TASK REQUIREMENTS:
[a] Summarize the essay about cookbooks in three sentences.
[b] Continue the essay about cookbooks, picking up after its final sentence.

TEXT SECTION:
==*==

I own a lot of cookbooks–so much so that before I moved to Los Angeles I had a massive purge because books are HEAVY and expensive to cart across the country. Many of my books were acquired in 2002 when I started making things as a means to occupy my hands. At the time, I was recovering from one of many addictions and I needed to create something from nothing instead of pillaging everything in my wake. My first cookbook was Nigella Lawson’s How to Be a Domestic Goddess, where I learned how to make simple cakes and loaves. My experiences boiled down to a lot of trials, but mostly error, and let’s not talk about the time I used confectioner’s sugar instead of granulated in a cheesecake and say we did. Ina, Martha, Tyler, Giada–as my prowess grew so did my library. For nearly a decade, I identified myself as a baker of towering cakes and flaky pastries until a few years ago when a sickness ravaged my body and I had to gut renovate my diet.

That’s when the exploration really began.

My diet was paleo with grains, gluten-free vegan with meat–essentially, there was a hodgepodge of foods I could eat and a lot I couldn’t. My mainstays–pasta, paninis, muffins, and croissants had to be replaced with almond milk, nut creams, cauliflower and copious amounts of legumes and vegetables. The adjustment was a difficult one, and I purchased many cookbooks that inevitably gathered dust. I had to replace sugar and carbs with good fats and flavor, and it took me a while to regard my new batch of books without skepticism.

After last week’s burning hive assault (and my closing on a new project), I found myself returning to the cookbooks I’d briefly abandoned because over the past six months I’d slowly become addicted to cheese and yogurt and now those foods are verboten. Back to the drawing board, as it were.

Cookbooks these days are REALLY hit or miss. Many are published without the rigor of recipe testing or basic copyediting. Faulty measurements, obscure ingredients, and a bland finale often had me wanting to hurl my books out of the closest open window. Believe me when I say that these books are the BUSINESS.

The Paleo Kitchen: The only reason this fine book wasn’t included in the photo above is because I took the picture at 6:30am and I didn’t realize it wasn’t included until I started writing this post. Let me tell you, Juli Bauer’s book had me changed on the uber-trendy paleo lifestyle simply because the recipes are GOOD. The recipes are pretty easy to make (except for a cinnamon bun recipe that was lackluster), and most of the ingredients are probably in your pantry or easily accessible at your local market. Some of my favorites are the: sundried tomato sweet potato hash, sweet plantain guacamole, sage & shallot soup, pumpkin tomato soup, rosemary sundried tomato meatballs (WHOA), spaghetti squash chicken fritters (my top pick of the lot). I’ve made 70% of the recipes in The Paleo Kitchen and I was so pleased I purchased Bauer’s follow-up book, Paleo Cookbook.

==*==

RECORD EXCERPTS:
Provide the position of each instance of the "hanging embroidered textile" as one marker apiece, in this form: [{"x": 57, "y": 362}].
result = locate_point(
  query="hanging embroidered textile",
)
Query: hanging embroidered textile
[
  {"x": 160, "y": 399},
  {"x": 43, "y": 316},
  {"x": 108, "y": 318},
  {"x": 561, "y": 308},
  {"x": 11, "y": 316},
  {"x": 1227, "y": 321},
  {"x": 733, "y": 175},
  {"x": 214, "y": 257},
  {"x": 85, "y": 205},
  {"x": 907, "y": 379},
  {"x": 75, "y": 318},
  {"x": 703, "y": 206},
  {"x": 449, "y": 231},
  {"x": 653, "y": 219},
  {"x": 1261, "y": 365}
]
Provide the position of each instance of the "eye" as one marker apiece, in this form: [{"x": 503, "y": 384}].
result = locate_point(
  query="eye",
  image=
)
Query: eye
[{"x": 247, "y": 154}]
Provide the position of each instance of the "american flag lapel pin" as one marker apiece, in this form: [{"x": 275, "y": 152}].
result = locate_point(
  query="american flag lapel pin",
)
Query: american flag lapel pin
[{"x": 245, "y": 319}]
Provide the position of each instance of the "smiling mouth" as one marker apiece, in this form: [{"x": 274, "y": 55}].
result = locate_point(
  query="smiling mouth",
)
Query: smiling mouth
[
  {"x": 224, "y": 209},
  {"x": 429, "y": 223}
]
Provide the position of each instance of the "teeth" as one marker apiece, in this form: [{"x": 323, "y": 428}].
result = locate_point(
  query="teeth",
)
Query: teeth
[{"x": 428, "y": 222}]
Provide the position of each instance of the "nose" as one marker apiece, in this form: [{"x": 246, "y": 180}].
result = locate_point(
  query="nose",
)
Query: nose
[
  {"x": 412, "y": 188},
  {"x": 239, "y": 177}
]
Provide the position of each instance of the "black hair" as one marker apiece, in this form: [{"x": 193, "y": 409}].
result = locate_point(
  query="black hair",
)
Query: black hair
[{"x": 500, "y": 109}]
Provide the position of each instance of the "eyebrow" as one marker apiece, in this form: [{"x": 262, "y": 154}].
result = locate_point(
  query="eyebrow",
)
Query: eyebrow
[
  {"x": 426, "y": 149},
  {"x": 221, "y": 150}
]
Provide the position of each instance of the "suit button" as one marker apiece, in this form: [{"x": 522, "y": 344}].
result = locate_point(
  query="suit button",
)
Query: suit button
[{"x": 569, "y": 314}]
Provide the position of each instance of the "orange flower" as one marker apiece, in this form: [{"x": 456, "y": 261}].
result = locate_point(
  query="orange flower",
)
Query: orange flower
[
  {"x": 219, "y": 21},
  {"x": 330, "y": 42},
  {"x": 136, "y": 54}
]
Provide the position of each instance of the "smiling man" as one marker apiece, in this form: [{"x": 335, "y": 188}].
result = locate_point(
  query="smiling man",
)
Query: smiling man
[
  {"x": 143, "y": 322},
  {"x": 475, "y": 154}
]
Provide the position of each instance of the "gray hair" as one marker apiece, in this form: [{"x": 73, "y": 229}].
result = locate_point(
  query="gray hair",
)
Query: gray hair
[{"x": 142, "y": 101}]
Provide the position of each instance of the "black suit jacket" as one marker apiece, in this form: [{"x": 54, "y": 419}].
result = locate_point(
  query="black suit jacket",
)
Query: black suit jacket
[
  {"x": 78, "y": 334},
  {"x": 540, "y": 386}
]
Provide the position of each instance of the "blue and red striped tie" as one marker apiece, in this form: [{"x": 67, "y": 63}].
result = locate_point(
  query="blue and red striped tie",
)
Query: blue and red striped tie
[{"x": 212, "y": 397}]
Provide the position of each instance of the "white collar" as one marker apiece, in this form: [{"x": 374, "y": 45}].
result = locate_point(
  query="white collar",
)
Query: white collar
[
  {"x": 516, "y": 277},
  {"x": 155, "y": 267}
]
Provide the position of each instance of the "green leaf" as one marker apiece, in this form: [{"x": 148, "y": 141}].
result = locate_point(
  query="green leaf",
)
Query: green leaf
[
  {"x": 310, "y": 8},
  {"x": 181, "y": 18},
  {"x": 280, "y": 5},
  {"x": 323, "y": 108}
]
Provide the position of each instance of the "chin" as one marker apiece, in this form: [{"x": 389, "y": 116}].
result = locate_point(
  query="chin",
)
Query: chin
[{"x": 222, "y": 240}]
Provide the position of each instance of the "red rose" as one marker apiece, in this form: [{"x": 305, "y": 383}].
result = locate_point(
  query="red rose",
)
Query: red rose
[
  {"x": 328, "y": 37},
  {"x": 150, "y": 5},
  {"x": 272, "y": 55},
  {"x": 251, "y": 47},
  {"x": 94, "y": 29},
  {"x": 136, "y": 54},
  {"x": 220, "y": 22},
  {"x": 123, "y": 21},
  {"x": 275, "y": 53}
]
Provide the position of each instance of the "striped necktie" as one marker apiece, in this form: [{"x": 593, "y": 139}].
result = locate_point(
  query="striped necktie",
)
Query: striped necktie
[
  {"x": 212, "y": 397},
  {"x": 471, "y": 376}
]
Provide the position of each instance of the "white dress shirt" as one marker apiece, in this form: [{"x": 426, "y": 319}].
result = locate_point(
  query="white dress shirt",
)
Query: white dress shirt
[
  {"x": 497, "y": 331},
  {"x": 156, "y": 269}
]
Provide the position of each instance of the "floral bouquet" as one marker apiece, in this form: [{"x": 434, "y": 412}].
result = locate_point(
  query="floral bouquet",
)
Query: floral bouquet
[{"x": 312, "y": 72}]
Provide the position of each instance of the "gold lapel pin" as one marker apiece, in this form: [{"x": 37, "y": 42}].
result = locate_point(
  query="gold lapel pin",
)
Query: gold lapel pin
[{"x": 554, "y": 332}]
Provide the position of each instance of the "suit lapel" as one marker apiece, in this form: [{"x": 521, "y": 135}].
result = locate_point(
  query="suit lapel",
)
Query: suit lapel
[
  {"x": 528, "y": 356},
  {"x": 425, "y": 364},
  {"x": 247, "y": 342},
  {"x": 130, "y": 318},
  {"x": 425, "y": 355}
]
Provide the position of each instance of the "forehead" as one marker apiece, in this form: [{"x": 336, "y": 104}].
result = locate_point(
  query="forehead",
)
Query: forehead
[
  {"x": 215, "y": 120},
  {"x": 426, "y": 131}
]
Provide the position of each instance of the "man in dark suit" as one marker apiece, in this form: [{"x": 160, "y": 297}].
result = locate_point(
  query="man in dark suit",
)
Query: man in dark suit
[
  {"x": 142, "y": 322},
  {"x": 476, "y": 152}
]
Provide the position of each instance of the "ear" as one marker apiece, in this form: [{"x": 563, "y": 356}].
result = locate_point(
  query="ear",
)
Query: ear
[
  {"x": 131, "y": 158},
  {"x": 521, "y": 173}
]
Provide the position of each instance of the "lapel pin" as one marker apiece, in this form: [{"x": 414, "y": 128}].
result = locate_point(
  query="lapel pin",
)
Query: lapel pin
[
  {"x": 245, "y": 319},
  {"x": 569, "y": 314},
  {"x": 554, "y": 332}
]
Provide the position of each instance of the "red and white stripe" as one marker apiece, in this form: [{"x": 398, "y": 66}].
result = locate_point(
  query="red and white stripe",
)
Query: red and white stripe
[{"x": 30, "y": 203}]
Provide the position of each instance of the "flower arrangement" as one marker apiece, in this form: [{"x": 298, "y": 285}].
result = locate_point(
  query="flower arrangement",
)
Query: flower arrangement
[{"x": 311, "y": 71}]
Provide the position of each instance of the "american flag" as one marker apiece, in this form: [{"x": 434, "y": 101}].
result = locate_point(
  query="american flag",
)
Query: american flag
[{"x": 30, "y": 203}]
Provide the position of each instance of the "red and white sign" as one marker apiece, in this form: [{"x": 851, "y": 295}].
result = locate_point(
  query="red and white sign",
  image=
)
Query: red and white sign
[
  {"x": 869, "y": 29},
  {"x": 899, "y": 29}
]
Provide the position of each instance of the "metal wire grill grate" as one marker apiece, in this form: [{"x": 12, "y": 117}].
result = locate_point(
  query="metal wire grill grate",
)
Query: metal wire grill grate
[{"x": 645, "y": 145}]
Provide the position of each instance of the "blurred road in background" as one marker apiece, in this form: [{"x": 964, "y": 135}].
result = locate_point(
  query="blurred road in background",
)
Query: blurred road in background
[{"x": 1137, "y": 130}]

==*==

ANSWERS IN ORDER:
[a] The writer began collecting cookbooks in 2002, starting with Nigella Lawson's How to Be a Domestic Goddess, and for nearly a decade identified as a baker until an illness required a complete change of diet. Adjusting meant replacing staples like pasta and croissants with foods such as nut creams, cauliflower and legumes, and many new cookbooks bought then gathered dust, but the writer has returned to them now that cheese and yogurt are off limits. Noting that many cookbooks are poorly tested or edited, the writer praises Juli Bauer's The Paleo Kitchen for good, easy recipes, having made 70% of them and bought her follow-up book.

[b]
The Oh She Glows Cookbook: After the purge of 2015, I now have about 50 cookbooks, and this one is in the top five. I LOVE THIS BOOK. As a proud carnivore, I’ve given a lot of vegan books the side-eye because I’m not a fan of faux meats or the idea that meat can be recreated, however, Liddon developed the most imaginative, tasty recipes. From her, I learned about using tofu and avocado in smoothies, desserts, and as a substitute for cream. I still think about my creamy avocado basil pesto pasta and faux vodka sauce made with cashew cream (so surprisingly good!). I made crave-worthy veggie burgers and a slew of soups, salads and main courses that won over the most discerning palates.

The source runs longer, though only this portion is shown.